> **Work instruction**: Reproduce verbatim everything in the data from the line containing "Task: for every" down to the line containing "negative clicks: (390, 402)", including both of those lines.

> **Input material**:

□ □ □ □

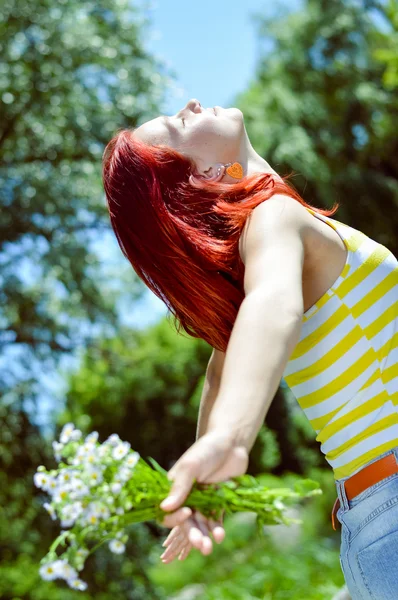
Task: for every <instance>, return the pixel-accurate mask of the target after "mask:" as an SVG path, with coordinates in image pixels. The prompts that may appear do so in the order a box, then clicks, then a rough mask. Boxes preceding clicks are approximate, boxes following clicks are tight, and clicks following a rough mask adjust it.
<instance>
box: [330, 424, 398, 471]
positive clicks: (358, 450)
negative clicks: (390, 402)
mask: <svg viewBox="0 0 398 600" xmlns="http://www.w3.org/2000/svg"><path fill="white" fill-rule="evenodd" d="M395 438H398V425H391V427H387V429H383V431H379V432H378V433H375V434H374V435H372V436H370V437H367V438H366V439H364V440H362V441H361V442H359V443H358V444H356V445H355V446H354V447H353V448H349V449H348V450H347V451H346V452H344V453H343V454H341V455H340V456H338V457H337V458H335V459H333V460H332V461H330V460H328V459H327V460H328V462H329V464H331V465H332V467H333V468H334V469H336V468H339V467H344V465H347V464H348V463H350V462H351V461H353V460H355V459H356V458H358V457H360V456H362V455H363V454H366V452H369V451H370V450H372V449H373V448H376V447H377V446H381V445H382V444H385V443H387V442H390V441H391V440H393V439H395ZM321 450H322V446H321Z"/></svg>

□ □ □ □

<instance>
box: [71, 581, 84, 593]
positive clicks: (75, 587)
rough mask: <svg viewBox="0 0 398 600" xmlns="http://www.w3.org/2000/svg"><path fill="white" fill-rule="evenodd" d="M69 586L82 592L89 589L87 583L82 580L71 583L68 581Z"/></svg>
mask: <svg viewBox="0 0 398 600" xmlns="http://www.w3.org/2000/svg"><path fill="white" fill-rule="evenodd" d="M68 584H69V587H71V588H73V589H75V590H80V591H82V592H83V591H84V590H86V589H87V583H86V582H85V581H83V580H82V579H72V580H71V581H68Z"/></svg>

□ □ □ □

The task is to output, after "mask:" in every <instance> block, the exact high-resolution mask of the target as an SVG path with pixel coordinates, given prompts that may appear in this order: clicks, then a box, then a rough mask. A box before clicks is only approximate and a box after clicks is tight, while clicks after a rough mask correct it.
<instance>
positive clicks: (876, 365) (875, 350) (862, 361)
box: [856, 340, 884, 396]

□ □ □ □

> **Task answer**:
Task: for every <instance>, return the pixel-accurate mask of the target after "mask:" as an SVG path, with coordinates in image pixels. The prompts that may appear do so in the order a box, then clicks, then a rough mask. Boxes preceding clicks are approximate, boxes following clicks are tight, and clicks following a rough mask adjust it.
<instance>
box: [330, 424, 398, 471]
positive clicks: (358, 450)
negative clicks: (390, 402)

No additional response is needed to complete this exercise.